Render the items from the line containing "If you could pin the red fire hose" through the line containing "(1176, 697)", inclusive, as a JSON list of strings with one string per line. Omit blank lines.

**MATERIAL PROVIDED:**
★ ★ ★

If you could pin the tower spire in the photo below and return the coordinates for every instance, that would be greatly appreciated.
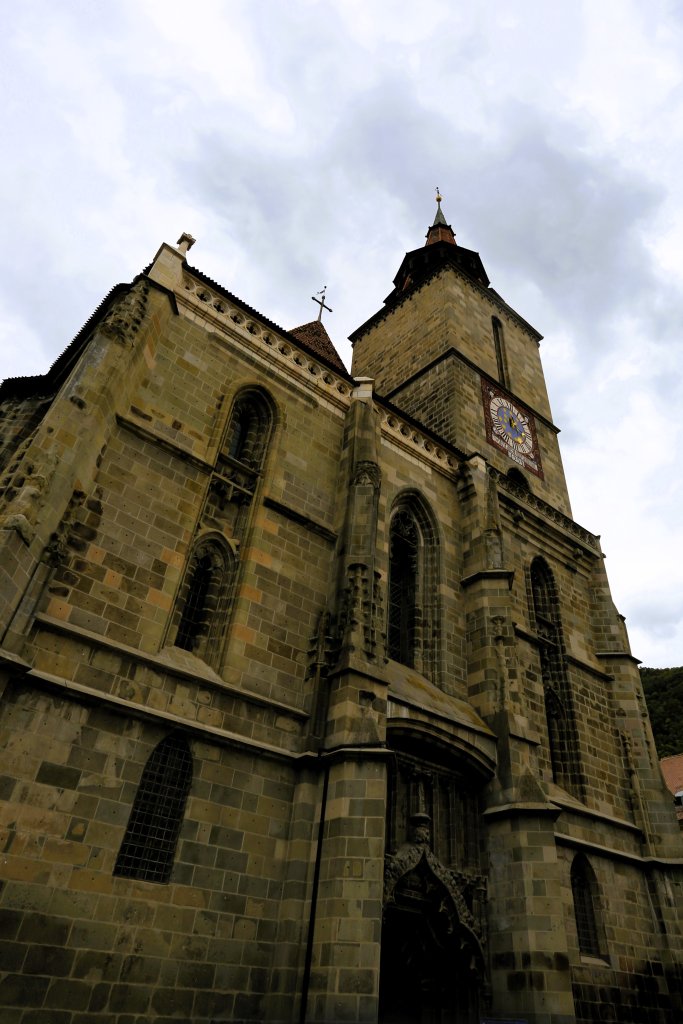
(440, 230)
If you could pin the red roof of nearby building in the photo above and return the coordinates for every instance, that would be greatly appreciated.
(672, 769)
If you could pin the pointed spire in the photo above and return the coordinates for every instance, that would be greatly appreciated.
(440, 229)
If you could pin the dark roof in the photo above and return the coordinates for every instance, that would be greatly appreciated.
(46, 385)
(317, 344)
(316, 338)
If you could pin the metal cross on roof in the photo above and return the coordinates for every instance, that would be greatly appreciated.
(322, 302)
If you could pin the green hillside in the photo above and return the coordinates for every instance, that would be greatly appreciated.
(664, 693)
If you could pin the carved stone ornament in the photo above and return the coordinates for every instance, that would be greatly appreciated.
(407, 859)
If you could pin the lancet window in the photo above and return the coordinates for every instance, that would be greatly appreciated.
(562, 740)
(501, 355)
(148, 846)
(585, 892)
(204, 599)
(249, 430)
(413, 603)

★ ★ ★

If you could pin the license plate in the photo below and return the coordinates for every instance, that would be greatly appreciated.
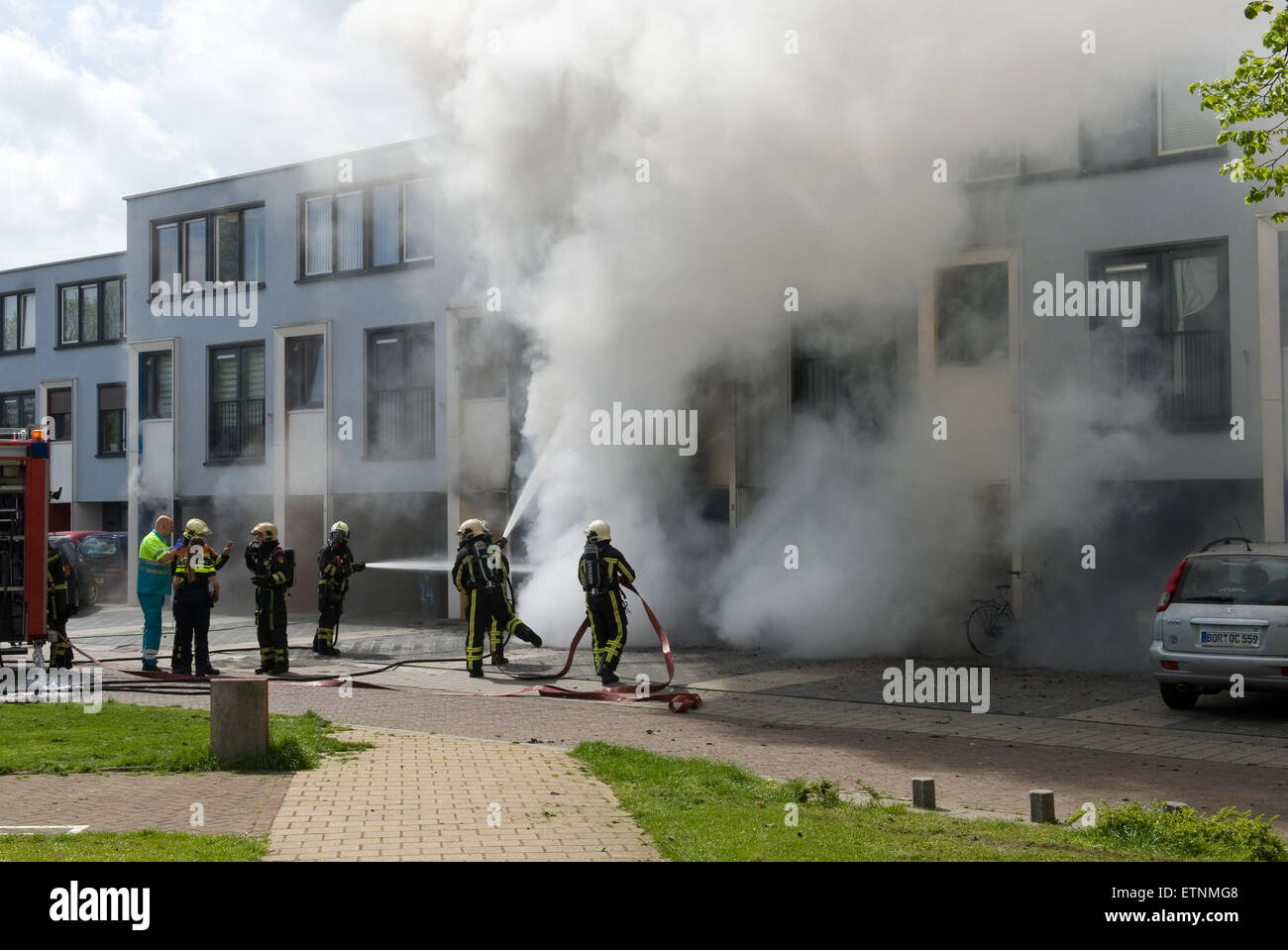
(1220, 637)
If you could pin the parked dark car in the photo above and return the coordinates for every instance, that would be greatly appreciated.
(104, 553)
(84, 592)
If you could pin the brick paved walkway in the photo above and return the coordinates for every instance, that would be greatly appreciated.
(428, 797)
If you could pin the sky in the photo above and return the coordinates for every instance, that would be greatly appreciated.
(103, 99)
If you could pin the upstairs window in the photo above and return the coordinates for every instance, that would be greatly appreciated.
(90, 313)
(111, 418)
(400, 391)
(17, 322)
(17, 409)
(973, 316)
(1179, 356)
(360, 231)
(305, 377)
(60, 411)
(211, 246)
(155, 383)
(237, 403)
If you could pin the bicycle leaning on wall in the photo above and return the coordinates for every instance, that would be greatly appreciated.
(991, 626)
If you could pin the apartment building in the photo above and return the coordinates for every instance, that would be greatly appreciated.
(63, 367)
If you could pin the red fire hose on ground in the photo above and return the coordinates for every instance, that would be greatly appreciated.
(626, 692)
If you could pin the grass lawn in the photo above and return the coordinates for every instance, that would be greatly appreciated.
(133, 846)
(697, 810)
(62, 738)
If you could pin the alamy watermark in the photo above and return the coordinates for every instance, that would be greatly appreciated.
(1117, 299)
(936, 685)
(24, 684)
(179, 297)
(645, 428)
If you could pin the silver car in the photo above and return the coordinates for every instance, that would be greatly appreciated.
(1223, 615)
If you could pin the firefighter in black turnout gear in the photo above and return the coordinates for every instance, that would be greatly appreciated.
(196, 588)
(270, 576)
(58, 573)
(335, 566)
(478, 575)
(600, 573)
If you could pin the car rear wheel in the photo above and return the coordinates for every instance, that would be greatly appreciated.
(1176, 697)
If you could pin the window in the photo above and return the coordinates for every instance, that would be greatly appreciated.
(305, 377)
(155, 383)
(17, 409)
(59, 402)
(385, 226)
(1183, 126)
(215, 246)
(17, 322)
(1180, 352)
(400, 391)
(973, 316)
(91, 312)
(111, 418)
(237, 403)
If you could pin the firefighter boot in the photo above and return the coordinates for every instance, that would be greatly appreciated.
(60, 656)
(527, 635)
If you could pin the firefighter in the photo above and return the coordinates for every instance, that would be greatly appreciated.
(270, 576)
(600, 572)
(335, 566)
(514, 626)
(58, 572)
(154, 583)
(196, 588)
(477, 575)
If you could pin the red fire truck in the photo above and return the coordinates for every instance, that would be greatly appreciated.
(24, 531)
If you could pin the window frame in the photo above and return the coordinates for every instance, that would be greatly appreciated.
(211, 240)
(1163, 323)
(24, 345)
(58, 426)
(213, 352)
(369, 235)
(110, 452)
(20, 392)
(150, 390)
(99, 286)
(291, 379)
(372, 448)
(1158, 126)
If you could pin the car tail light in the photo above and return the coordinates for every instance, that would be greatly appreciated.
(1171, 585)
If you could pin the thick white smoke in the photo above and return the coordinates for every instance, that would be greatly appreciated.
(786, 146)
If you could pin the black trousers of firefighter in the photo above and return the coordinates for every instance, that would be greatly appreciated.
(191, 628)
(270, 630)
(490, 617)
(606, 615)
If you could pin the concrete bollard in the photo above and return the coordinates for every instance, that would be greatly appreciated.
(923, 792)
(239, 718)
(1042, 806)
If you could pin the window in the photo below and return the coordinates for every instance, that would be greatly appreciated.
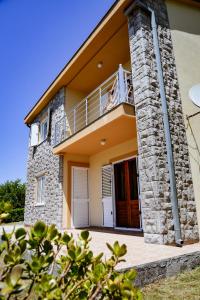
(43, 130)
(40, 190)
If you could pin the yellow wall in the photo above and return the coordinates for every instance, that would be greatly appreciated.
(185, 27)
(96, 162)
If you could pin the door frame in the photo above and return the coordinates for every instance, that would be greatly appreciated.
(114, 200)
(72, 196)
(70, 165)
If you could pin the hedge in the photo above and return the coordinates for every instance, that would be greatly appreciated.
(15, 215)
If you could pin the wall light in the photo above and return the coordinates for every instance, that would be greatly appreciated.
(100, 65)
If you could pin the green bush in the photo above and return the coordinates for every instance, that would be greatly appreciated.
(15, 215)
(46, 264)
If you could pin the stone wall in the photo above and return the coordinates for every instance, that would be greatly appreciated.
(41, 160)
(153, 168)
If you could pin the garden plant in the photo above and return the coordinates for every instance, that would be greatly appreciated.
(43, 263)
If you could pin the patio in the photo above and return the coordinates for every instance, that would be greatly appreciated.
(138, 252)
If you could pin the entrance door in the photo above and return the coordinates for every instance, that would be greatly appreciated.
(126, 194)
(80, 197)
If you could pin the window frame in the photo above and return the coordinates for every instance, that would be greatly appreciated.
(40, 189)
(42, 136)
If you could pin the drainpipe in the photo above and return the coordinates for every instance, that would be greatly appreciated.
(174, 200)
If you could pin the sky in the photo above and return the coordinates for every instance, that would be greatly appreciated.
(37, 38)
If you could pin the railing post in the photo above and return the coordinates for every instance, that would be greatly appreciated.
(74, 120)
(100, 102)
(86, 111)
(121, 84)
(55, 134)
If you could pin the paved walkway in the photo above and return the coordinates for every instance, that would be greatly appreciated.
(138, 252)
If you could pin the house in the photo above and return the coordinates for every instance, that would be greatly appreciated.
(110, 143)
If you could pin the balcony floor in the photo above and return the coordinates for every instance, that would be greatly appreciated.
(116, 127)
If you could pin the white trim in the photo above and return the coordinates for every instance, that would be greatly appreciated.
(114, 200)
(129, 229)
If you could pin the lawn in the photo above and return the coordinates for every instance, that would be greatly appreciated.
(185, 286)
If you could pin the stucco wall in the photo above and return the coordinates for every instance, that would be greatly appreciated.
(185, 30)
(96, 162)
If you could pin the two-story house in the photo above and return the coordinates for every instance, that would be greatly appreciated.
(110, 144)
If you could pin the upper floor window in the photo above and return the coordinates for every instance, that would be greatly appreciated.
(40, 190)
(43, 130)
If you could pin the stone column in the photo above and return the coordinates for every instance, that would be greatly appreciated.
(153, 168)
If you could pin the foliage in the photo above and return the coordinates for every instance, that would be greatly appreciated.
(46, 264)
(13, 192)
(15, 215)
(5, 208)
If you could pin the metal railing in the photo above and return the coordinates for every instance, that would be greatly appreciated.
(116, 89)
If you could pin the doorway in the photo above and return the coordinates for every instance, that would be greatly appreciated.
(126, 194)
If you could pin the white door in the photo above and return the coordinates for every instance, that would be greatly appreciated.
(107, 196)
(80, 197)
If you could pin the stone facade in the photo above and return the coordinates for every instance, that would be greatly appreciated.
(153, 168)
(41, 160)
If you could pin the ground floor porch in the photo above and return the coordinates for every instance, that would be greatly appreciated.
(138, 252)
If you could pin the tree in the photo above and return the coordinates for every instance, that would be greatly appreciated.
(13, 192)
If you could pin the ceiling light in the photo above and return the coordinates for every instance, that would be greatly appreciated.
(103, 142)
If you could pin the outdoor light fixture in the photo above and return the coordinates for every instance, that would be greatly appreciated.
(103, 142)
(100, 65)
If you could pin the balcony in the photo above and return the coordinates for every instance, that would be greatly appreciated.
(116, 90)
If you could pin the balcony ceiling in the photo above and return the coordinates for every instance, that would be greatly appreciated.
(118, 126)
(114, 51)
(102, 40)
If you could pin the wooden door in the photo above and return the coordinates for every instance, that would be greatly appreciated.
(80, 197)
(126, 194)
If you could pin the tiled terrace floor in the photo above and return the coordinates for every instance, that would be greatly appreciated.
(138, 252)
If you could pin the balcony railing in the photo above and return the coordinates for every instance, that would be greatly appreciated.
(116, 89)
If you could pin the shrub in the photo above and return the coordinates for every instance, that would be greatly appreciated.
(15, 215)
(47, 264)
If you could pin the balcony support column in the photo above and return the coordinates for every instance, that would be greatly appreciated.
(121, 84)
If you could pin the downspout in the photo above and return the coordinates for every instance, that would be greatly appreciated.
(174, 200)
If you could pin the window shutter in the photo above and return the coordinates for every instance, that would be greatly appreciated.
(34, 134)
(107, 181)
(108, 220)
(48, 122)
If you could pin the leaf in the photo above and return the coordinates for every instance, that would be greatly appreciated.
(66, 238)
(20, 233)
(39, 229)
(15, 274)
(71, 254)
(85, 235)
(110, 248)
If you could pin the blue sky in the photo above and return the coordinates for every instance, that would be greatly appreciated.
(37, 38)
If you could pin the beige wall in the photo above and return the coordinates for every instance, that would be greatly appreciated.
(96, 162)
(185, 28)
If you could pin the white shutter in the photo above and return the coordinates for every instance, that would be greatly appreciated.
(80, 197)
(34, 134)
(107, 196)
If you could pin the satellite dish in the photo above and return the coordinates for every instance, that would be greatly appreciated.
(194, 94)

★ ★ ★

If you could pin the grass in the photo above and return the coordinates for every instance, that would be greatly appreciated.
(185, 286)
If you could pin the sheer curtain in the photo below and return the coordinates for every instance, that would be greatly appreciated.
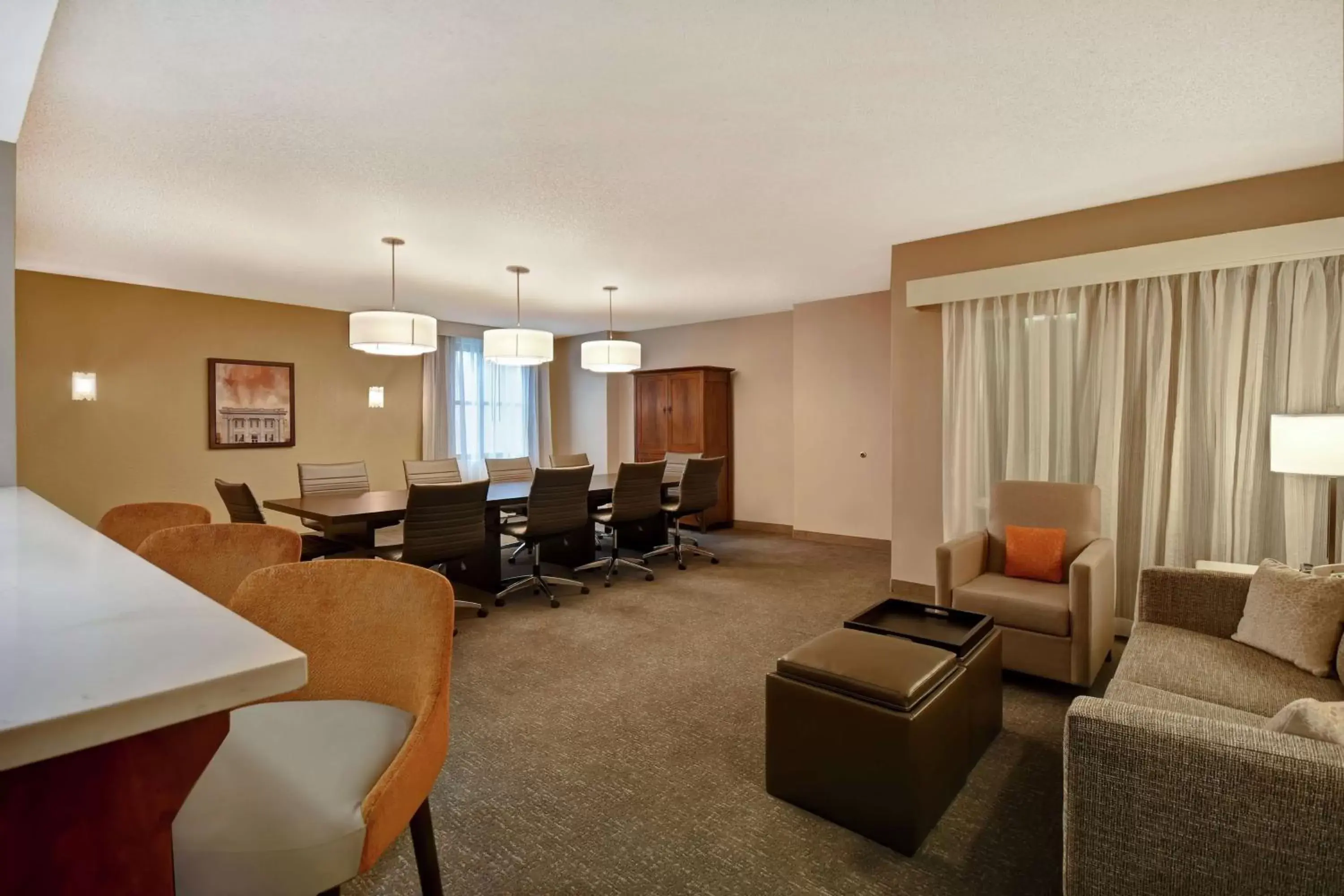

★ ★ ★

**THE COMPLETED TASK:**
[
  "If you could pin the red fire hose on ground in the photo above and return the coordinates for every instance, that would be greatly appreciated.",
  "(626, 692)",
  "If you could pin the grass lawn in the photo above and return the coordinates for every instance, that would be greatly appreciated.",
  "(133, 846)",
  "(697, 810)",
  "(62, 738)",
  "If you could pin the alamy watermark in the photo above and return the coordinates for every instance, that would be greatly appreciated.",
  "(1117, 299)",
  "(936, 685)",
  "(24, 684)",
  "(179, 297)",
  "(645, 428)",
  "If you could pin the silver car in the photo above and return the coordinates for every instance, that would be greatly appreciated.",
  "(1223, 615)",
  "If you could pin the firefighter in black turnout gear in the photo above and return the coordinates for every instance, that would be greatly appreciated.",
  "(196, 588)",
  "(270, 576)",
  "(58, 573)",
  "(335, 566)",
  "(478, 575)",
  "(600, 573)",
  "If you could pin the car rear wheel in the photo above and return the coordinates for every instance, that would be greatly appreciated.",
  "(1176, 697)"
]